[Position identification records]
---------------

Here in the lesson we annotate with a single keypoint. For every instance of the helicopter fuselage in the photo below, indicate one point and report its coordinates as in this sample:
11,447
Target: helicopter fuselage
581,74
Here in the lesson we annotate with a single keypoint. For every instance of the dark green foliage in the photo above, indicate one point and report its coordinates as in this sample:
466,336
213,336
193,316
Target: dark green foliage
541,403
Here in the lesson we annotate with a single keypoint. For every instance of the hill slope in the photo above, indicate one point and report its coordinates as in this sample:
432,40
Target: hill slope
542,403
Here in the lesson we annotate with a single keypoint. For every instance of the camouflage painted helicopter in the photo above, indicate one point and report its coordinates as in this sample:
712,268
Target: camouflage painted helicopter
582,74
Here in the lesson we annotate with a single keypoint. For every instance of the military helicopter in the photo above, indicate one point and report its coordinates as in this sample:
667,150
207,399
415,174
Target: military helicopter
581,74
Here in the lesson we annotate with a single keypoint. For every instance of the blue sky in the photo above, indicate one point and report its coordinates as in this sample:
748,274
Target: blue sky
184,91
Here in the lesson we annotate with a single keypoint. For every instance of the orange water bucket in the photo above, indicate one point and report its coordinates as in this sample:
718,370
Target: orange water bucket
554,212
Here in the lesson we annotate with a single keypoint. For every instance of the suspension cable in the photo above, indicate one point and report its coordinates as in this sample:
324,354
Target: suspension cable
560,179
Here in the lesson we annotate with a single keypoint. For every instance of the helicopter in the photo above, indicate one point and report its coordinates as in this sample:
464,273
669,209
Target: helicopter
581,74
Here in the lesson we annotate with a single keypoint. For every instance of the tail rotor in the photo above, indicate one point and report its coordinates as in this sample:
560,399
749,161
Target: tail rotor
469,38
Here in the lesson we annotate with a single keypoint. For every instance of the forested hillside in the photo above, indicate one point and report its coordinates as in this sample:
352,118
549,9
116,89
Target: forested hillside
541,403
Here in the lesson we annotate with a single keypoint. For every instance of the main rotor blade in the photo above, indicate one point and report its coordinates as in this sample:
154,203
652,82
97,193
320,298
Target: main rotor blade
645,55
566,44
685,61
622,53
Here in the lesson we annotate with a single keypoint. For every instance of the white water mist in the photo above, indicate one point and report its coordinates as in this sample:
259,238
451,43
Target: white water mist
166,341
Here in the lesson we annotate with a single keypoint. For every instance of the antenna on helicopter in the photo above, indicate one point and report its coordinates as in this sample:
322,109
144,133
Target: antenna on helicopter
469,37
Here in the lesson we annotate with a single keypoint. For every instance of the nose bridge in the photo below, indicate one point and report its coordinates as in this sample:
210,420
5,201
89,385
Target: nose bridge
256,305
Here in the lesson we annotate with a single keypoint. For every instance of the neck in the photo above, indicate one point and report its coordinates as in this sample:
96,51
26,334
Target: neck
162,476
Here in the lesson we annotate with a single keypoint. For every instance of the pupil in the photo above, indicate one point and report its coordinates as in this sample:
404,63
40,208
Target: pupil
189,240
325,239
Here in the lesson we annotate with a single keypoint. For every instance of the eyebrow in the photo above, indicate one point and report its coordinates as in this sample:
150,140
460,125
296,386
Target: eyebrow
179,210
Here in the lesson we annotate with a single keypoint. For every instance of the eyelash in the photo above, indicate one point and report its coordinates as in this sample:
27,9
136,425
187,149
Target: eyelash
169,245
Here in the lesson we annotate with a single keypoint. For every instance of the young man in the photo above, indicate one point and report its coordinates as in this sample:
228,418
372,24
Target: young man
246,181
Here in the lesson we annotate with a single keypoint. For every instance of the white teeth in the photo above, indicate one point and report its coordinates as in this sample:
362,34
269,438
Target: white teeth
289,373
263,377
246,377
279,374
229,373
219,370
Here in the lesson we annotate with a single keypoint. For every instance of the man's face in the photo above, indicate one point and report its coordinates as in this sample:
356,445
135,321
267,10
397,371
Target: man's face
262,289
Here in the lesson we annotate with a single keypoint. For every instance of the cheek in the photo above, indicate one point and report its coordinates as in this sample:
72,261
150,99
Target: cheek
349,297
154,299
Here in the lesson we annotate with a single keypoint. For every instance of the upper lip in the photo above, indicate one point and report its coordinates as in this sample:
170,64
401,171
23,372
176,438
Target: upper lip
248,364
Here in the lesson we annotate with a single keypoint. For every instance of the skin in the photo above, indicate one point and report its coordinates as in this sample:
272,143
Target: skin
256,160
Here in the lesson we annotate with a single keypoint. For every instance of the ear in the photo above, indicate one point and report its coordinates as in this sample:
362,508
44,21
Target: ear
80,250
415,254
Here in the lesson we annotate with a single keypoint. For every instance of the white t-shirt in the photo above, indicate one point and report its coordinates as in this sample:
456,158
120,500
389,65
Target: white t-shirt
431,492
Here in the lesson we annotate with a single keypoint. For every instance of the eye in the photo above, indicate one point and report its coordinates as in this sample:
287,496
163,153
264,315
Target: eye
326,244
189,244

---------------

**Goal**:
Return each line of the records above exactly as it reads.

**Solution**:
Here in the lesson we annotate with a single keypoint. For every instance of the helicopter fuselage in the photo below, indicate one point and report its coordinates as in this sample:
11,447
Target: helicopter fuselage
581,74
Here in the lesson we annotate with a single keypoint. For every instance of the dark green foliage in the photo above, indicate one point and report its coordinates as in this sample:
466,336
213,336
193,316
Target: dark green foliage
541,403
Here in the lesson we annotate with a single keypoint. For every instance of the hill slope in the photo above, indicate one point and report its coordinates as in this sample:
432,40
Target: hill slope
542,403
Here in the lesson we annotate with a single keypoint. For every instance of the camouflage painted helicopter in the photo above, indicate one point and report its coordinates as in this sample:
712,268
Target: camouflage painted helicopter
582,74
Here in the lesson we annotate with a single keypoint. For every instance of the military helicopter in the photo above, indicate one point and report its coordinates as in this sample:
667,150
207,399
415,174
Target: military helicopter
581,74
Here in the lesson we annotate with a single keypoint. For every instance of the blue sky in the photo above, indicate one point and report its coordinates as in this sample:
748,274
Target: blue sky
184,91
Here in the lesson we annotate with a single keypoint. For every instance of the orange water bucket in the photo above, indicate one point and report its coordinates as in this sample:
718,370
Target: orange water bucket
554,212
Here in the lesson we annotate with a single keypoint. For every instance of the suspension cable in the photo above, indicate one point and report its coordinates as in this sample:
324,354
Target: suspension cable
560,179
Here in the lesson we annotate with a single keypoint. For every instance of the helicopter in the photo above, indicate one point and report its coordinates as in this sample:
464,273
669,209
Target: helicopter
581,74
Here in the lesson we annotate with a single keypoint. For every instance of the tail rotor in the photo above, indicate one point and report its coordinates as in this sample:
560,399
749,161
Target: tail rotor
469,38
Here in the lesson we annotate with a single keypoint. For every instance of the forested hillside in the photo above, indicate one point and report its coordinates as in this sample:
352,118
549,9
116,89
Target: forested hillside
541,403
Here in the lesson we annotate with a single keypoint. For every instance of the main rotor blade in the photo above, indicate one point and report its coordinates as in this sample:
154,203
652,82
97,193
320,298
Target: main rotor blade
645,55
566,44
685,61
622,53
Here in the lesson we annotate with a single keypoint. For every instance of the white water mist in the photo above, indicate one point and report its coordinates as in this sample:
259,238
451,43
Target: white water mist
166,341
Here in the lesson we annotate with a single keypoint. For every instance of the antenna on helicopter in the photo above, indicate one point and report its coordinates as in this sample:
322,109
144,133
Target: antenna on helicopter
469,37
Here in the lesson we annotate with a single keypoint. For every instance of the nose bridge in the photo below, indicate one point and report its coordinates as in this sample:
210,420
5,201
89,385
Target: nose bridge
256,305
Here in the lesson we annotate with a single keypoint. For every instance of the neck in the photo above, indicate one point and report its coordinates as in this sample:
96,51
26,334
Target: neck
162,476
Here in the lesson we annotate with a single keypoint. For every instance of the pupil in the photo above, indicate one point and report its coordinates as in this sample:
404,63
40,208
Target: pupil
189,240
325,239
Here in the lesson we annotate with a single keypoint. For every instance of the eyebrow in the photo above, indicate one point and report its coordinates as in this sample:
150,140
460,125
296,386
Target: eyebrow
179,210
Here in the lesson we annotate with a single keypoint. For every instance of the eyelash in the photo above, indicate one point and report its coordinates as in this sample:
27,9
136,425
187,149
Target: eyelash
169,245
Here in the lesson we annotate with a single keypoint. For every instance of the young man in the photo above, indicate one point and report its coordinates as in this sample:
228,418
372,24
Target: young man
246,181
Here in the lesson we annotate with a single keypoint. For every instance of the white teeth in the photo above, indicate one point and report its coordinates as in this sample:
362,34
269,438
Target: white teeth
289,373
263,377
246,377
279,374
229,373
219,370
Here in the lesson we annotate with a single keypoint. For every instance of the man's face in the photo above, indicate one point and report its coordinates as in this sample:
356,445
135,321
267,10
397,371
Target: man's face
262,289
Here in the lesson we annotate with a single keypoint. For every instance of the cheek in the photo above, indicate one point and report its coordinates as in this sample:
72,261
150,99
Target: cheek
349,297
154,299
Here in the lesson we annotate with a single keypoint. For every instance of the upper lip in the photo above, indicate one point and report its coordinates as in this sample:
170,64
401,171
23,372
176,438
Target: upper lip
248,364
Here in the lesson we annotate with a single keypoint. For every instance of the skin in the photo above, indicate one point and report its coordinates as in this sample:
272,143
Target: skin
256,160
Here in the lesson we annotate with a single keypoint. For every instance of the ear in the photo above, indicate one point and report its coordinates as in this sample:
362,508
44,21
Target: ear
80,250
415,254
Here in the lesson we annotate with a single keypoint. For every instance of the white t-shirt in the photo above, indicate one point and report its coordinates as in this sample:
456,158
120,500
389,65
Target: white t-shirt
431,492
Here in the lesson we annotate with a single keypoint. For every instance of the eye in the photo above, indicate one point and report its coordinates as in this sample:
287,496
163,153
264,315
Target: eye
326,244
189,244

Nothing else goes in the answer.